**RECORDS**

◇ ◇ ◇ ◇ ◇ ◇ ◇

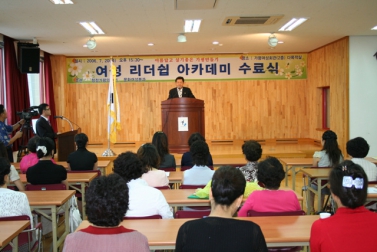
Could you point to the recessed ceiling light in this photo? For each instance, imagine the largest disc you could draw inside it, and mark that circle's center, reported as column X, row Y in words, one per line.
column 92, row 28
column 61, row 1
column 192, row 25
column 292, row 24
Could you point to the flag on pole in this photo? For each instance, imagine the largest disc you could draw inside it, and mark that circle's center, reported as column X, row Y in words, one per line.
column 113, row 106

◇ ◇ ◇ ◇ ◇ ◇ ◇

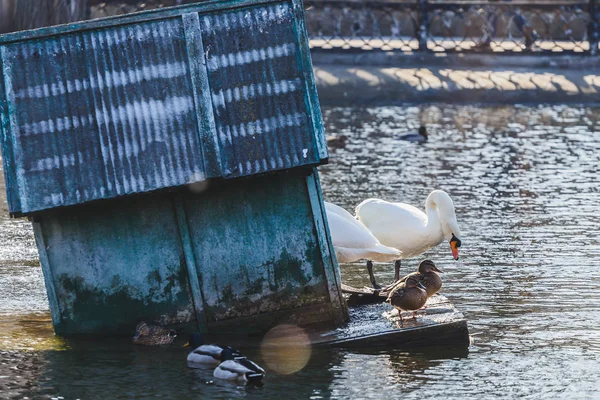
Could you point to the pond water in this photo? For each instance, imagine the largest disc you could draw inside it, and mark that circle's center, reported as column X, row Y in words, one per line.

◇ ◇ ◇ ◇ ◇ ◇ ◇

**WHAT YOU WILL DO**
Convert the material from the line with "Could you point to the recessed" up to and including the line with "column 292, row 24" into a two-column CSV headed text and answer. Put each field in quotes and replace its line breaks with spaces.

**FULL RESPONSE**
text,answer
"Could you point to the recessed ceiling light in this photo? For each instance, imagine the largest disc you could draw inside it, and mark that circle's center, reported as column X, row Y in words, one per line.","column 92, row 28 column 61, row 1 column 192, row 25 column 292, row 24"